> _Written exercise_
Extract each line of the data below that contains the string "white", treating uppercase and lowercase letters as different.

Data drawn from a collection
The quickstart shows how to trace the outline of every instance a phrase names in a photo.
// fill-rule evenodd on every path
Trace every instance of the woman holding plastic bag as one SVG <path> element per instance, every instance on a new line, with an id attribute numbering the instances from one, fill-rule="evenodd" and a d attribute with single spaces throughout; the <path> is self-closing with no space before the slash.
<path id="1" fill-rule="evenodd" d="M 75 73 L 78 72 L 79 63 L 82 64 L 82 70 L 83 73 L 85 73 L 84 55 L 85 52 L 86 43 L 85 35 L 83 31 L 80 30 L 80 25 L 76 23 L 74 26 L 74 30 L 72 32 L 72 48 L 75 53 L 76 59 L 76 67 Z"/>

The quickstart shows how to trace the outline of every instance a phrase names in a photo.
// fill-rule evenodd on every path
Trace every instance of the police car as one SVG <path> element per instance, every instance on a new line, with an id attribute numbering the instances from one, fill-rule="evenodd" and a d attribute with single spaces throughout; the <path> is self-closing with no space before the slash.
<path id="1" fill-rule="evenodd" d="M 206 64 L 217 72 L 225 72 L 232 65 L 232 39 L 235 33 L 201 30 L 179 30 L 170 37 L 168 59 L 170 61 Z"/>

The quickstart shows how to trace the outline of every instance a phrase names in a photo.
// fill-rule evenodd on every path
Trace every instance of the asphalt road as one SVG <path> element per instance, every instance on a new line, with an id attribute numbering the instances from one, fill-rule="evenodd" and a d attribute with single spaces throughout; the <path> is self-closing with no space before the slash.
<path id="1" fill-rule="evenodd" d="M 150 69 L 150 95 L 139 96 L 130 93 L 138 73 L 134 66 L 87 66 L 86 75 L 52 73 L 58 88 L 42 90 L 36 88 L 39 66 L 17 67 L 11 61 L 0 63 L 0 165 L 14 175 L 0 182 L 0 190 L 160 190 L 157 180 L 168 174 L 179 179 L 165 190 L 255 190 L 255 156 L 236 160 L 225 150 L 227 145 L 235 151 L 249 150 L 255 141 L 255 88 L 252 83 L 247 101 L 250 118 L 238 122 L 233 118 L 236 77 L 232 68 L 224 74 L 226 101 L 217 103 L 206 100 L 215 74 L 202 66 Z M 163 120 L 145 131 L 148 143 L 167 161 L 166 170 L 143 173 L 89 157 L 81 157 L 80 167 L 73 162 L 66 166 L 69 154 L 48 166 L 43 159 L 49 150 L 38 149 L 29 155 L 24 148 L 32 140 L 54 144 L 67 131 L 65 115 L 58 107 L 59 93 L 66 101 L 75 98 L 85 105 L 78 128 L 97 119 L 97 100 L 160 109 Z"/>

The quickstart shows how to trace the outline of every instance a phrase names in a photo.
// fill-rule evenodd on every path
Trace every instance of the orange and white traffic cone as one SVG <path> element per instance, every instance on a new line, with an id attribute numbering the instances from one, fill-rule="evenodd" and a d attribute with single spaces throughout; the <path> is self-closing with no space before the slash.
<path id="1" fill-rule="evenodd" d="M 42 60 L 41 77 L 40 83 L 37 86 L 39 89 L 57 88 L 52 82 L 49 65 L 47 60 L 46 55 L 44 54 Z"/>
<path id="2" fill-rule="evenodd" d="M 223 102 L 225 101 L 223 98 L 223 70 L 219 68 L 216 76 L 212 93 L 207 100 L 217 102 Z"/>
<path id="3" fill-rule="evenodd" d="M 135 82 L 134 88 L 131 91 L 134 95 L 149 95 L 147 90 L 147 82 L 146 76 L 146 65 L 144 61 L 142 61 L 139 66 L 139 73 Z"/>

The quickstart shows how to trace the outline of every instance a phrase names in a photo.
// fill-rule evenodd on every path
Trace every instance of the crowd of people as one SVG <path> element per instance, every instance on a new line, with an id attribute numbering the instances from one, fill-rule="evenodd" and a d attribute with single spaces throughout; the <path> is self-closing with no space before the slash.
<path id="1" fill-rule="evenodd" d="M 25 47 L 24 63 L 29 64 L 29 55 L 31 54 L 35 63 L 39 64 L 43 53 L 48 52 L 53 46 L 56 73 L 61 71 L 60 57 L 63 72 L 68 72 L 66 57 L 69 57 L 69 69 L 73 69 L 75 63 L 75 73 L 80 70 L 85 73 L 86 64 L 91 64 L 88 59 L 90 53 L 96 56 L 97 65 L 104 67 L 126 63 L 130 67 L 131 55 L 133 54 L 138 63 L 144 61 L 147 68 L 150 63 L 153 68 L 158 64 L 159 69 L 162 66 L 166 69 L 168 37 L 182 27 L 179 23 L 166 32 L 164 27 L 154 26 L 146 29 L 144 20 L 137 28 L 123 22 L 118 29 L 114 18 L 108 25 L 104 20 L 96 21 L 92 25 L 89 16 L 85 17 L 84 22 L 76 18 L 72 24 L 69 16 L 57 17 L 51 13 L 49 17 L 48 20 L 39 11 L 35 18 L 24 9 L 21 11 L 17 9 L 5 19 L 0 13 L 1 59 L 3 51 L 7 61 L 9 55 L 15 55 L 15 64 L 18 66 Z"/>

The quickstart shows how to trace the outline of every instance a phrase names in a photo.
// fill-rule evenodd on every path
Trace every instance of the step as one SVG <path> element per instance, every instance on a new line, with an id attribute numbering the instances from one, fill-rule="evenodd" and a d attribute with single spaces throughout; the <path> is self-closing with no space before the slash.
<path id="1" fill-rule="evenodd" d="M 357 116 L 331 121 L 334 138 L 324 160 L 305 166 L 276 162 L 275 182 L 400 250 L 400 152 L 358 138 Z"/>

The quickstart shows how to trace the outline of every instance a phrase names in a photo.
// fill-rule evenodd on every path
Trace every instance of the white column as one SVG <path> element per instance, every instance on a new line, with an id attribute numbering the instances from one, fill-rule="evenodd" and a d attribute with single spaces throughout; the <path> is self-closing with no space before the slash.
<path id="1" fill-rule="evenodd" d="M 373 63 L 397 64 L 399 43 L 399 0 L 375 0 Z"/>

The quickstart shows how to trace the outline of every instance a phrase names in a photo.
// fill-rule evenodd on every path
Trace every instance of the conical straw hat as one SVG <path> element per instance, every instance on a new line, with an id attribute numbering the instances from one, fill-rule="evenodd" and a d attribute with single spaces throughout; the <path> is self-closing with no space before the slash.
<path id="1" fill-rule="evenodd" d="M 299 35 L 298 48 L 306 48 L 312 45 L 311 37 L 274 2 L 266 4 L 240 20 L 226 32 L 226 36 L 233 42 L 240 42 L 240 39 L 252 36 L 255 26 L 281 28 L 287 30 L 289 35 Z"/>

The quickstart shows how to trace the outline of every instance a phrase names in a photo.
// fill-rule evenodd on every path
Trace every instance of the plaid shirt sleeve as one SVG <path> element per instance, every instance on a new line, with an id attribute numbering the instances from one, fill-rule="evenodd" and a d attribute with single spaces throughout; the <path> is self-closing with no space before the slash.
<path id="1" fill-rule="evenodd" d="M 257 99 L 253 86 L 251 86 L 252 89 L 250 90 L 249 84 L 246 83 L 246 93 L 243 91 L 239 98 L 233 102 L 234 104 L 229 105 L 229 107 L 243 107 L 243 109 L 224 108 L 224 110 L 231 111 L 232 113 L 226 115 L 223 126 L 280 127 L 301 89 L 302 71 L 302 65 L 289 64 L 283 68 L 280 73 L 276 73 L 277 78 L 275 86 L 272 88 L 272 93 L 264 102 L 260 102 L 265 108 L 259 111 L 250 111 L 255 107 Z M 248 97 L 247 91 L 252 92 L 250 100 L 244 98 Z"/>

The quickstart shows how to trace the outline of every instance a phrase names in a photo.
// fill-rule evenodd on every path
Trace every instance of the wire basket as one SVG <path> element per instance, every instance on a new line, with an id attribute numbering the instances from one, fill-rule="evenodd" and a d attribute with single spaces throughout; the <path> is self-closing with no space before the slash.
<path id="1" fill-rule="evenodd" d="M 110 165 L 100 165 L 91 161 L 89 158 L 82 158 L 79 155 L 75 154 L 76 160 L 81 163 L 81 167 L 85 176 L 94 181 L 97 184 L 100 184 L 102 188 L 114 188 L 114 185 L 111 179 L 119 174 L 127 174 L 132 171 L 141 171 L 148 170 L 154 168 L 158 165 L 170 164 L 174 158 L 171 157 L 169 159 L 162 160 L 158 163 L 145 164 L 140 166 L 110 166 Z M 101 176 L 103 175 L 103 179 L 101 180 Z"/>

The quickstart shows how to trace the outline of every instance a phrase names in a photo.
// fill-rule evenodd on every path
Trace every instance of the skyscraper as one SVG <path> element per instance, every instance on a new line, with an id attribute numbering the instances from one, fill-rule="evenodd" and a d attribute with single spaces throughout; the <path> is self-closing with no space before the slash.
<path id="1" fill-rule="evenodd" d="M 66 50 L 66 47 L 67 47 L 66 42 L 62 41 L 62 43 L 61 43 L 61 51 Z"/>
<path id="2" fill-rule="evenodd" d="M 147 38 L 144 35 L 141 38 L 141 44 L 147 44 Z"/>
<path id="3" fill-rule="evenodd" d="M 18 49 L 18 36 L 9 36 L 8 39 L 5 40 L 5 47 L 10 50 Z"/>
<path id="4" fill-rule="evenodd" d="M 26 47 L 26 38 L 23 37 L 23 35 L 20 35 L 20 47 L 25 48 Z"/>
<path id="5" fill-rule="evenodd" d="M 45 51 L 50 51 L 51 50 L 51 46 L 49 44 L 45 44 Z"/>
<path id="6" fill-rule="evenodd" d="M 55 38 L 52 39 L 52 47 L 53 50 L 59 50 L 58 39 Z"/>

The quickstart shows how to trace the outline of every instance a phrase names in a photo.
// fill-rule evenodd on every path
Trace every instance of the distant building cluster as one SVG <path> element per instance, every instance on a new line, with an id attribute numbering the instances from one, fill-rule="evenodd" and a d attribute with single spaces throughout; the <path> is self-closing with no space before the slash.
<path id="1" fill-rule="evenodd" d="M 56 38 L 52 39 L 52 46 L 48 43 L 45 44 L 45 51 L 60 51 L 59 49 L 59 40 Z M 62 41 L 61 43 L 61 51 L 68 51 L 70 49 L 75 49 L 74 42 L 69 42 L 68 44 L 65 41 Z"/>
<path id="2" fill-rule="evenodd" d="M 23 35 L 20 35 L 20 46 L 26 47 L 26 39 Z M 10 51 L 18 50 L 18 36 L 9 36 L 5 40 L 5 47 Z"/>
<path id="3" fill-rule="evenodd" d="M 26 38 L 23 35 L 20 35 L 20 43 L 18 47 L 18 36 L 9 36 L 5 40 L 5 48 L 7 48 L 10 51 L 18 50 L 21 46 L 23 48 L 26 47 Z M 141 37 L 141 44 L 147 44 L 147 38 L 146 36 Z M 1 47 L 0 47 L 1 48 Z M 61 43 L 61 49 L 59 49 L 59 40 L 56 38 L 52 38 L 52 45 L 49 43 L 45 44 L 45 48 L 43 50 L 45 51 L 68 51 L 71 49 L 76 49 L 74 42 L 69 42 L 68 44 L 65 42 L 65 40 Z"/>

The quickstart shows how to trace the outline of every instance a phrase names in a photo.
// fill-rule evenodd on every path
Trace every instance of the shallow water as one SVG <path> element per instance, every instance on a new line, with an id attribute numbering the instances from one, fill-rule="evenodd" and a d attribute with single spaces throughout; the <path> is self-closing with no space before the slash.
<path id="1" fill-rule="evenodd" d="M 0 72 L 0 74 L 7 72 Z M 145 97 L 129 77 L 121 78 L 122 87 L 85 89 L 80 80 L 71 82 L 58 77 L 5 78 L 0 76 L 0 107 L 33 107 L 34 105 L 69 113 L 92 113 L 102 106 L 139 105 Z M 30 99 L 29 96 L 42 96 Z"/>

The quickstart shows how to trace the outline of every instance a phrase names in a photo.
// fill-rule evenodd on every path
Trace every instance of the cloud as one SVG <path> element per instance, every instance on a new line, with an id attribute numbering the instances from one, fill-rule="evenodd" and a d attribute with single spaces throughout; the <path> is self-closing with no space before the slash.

> _Solution_
Trace every instance of the orange and white traffic cone as one SVG <path> element per instance, every instance on a new line, with an id attribute numbering the instances from one, fill-rule="evenodd" and a d attribute with single spaces throughout; the <path> is self-closing with no space before the slash.
Trace every instance of the white column as one SVG <path> element per instance, every instance on a new line, with an id attribute numbering the instances from one, fill-rule="evenodd" and a d attribute with single spaces throughout; the <path> is self-closing with no space before the slash.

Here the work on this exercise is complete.